**Goal**
In the post about moments in the woods, copy the passage from "It's easy for" to "do about it." with "sages" changed to "elders".

Tuesday, April 13, 2010

Moments in the Woods

"Passion has little to do with euphoria and everything to do with patience. It is not about feeling good. It is about endurance. Like patience, passion comes from the same Latin root: pati. It does not mean to flow with exuberance. It means to suffer."
Mark Z. Danielewski (House of Leaves)

It's easy for me to get lost in the moments. It's easy to feel like I'm living in the "now," and that's what the sages tell us to do, right? But it's not living in the now, it's trying to hold on to a single now, which very quickly becomes the past. And in holding on to it, I'm trying ot make it the future. I'm learning that in life, the past doesn't really care, and the future is having none of it. The Fates will spin the strings they damn well please and there's naught I can do about it.

I suppose there is still a part of me that's afraid that when I find something good, it might be the last bit for who knows how long and I want to hold on with both hands closed. When things are good, I let my guard get all droppy, and that's where the bad comes in. Or rather, where it did. When there were still people I allowed in my life who would look for openings and attack. Those people are gone and I'm slowly learning to trust that there is always more good, always more love, more happiness, more joy.

I know that there is a bigger picture. I'm learning to trust that my insights and dreams are not thwarted by temporary measures. That Now is just a moment, and good or bad that moment will pass and others will come. I get small glimpses of how it will be, I don't get a road map and a script. Trying to make things happen the way they make sense to me limits the possibilities of the Universe only to what I know, and that's a very small playing field indeed.

There are times when "bad" actions are a mercy. There are times when "good" actions can cause harm. As I say, comfort the disturbed and disturb the comfortable. There is someone I would like to thank. This person's actions and intent have caused quite a bit of disruption in my life. I was very put out at the time. I wanted my moment to last as long as I wanted, I wanted to hold on to my little space of time. The Norns chuckled to themselves and kept on spinning.

**Listing**
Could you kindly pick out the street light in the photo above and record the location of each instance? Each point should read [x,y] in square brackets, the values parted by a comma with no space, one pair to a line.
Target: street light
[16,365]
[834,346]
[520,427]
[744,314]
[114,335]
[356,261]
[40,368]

**Complete output**
It's easy for me to get lost in the moments. It's easy to feel like I'm living in the "now," and that's what the elders tell us to do, right? But it's not living in the now, it's trying to hold on to a single now, which very quickly becomes the past. And in holding on to it, I'm trying ot make it the future. I'm learning that in life, the past doesn't really care, and the future is having none of it. The Fates will spin the strings they damn well please and there's naught I can do about it.